• [What you need to do]:
The answer must be the full listing, reproduced word for word.

• [Data to process]:
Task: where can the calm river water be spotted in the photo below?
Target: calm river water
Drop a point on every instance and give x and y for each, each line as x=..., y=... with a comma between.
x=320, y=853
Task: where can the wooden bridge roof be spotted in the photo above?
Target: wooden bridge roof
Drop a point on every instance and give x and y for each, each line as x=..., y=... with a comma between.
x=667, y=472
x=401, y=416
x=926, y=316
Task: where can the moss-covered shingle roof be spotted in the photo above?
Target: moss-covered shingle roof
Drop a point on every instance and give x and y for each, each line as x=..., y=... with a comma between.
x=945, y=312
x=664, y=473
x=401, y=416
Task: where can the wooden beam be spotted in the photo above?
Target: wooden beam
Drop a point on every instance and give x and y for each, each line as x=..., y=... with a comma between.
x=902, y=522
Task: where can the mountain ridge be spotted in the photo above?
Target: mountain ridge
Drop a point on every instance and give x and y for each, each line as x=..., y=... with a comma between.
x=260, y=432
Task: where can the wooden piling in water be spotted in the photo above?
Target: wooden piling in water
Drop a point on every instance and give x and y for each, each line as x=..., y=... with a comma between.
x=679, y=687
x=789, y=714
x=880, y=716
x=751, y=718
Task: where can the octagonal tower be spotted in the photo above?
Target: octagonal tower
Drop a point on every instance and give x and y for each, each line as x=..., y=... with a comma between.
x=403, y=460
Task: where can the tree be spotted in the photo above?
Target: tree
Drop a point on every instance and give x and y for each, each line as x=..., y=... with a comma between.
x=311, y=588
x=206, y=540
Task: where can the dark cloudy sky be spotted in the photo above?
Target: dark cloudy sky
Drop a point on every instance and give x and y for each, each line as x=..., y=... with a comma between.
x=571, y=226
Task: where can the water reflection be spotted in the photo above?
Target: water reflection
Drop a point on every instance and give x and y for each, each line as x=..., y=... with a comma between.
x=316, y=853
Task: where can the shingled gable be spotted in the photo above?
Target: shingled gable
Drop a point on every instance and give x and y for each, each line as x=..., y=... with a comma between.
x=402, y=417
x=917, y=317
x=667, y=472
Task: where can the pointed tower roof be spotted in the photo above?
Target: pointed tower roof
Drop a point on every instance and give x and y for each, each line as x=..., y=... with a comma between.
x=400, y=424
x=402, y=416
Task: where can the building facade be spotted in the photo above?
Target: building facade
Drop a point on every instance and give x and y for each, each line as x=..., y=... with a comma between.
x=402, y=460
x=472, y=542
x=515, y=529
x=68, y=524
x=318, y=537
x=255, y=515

• [Result]:
Task: where can the calm river water be spotted in the photo below?
Target: calm river water
Drop a point on every instance and give x and y for each, each line as x=..., y=... with a comma between.
x=320, y=853
Task: where can the wooden bridge roof be spotted in the photo above?
Target: wooden bridge roof
Drop a point on every instance and give x and y for each, each line as x=..., y=... with a comma between.
x=667, y=472
x=401, y=416
x=926, y=316
Task: where can the moss-covered shingle roof be spotted in the photo above?
Target: moss-covered shingle roof
Drop a point on every instance and give x and y for each, each line as x=..., y=... with a comma between.
x=945, y=312
x=664, y=473
x=401, y=416
Task: where can the wooden beam be spotted in the photo above?
Target: wooden beam
Drop a point on every instance and give x and y for each, each line as x=..., y=... with a comma between.
x=902, y=522
Task: where can the mountain ridge be spotted in the photo above?
Target: mountain ridge
Drop a point on every instance and give x and y for each, each line as x=..., y=... with a comma between.
x=260, y=432
Task: where can the wooden piling in water be spotted in the photo above?
Target: wooden piling in water
Drop a point on every instance and give x and y for each, each line as x=..., y=... with a comma between.
x=679, y=687
x=789, y=714
x=880, y=716
x=751, y=718
Task: where can the octagonal tower be spotted in the photo above?
Target: octagonal tower
Drop a point on every instance and give x and y for each, each line as x=..., y=... with a comma between.
x=403, y=460
Task: where can the tree be spotted in the photo above?
Target: tree
Drop a point on every instance and give x and y for each, each line as x=..., y=... with a comma between.
x=311, y=588
x=206, y=540
Task: where can the dark cloudy sky be spotted in the photo above?
Target: dark cloudy sky
Drop a point on every instance and give x and y for each, each line as x=..., y=... with a comma between.
x=571, y=226
Task: where can the water reflection be spotted in the photo above?
Target: water reflection
Drop a point on every instance and give x and y for each, each line as x=..., y=... with a comma between.
x=316, y=853
Task: where can the shingled gable be spotted in the photo above?
Target: shingled gable
Drop a point on every instance and give x and y for each, each line as x=..., y=... with a comma between.
x=402, y=417
x=917, y=317
x=667, y=472
Task: where can the pointed tower roof be spotted in the photo above?
Target: pointed tower roof
Drop a point on every instance and give x and y for each, each line as x=..., y=... with a comma between.
x=400, y=424
x=402, y=416
Task: where can the building facade be spotted in the photo above?
Target: building facade
Drop a point on every instance and give x and y for each, each line as x=..., y=... with a comma between.
x=402, y=460
x=472, y=542
x=515, y=529
x=68, y=524
x=318, y=537
x=255, y=515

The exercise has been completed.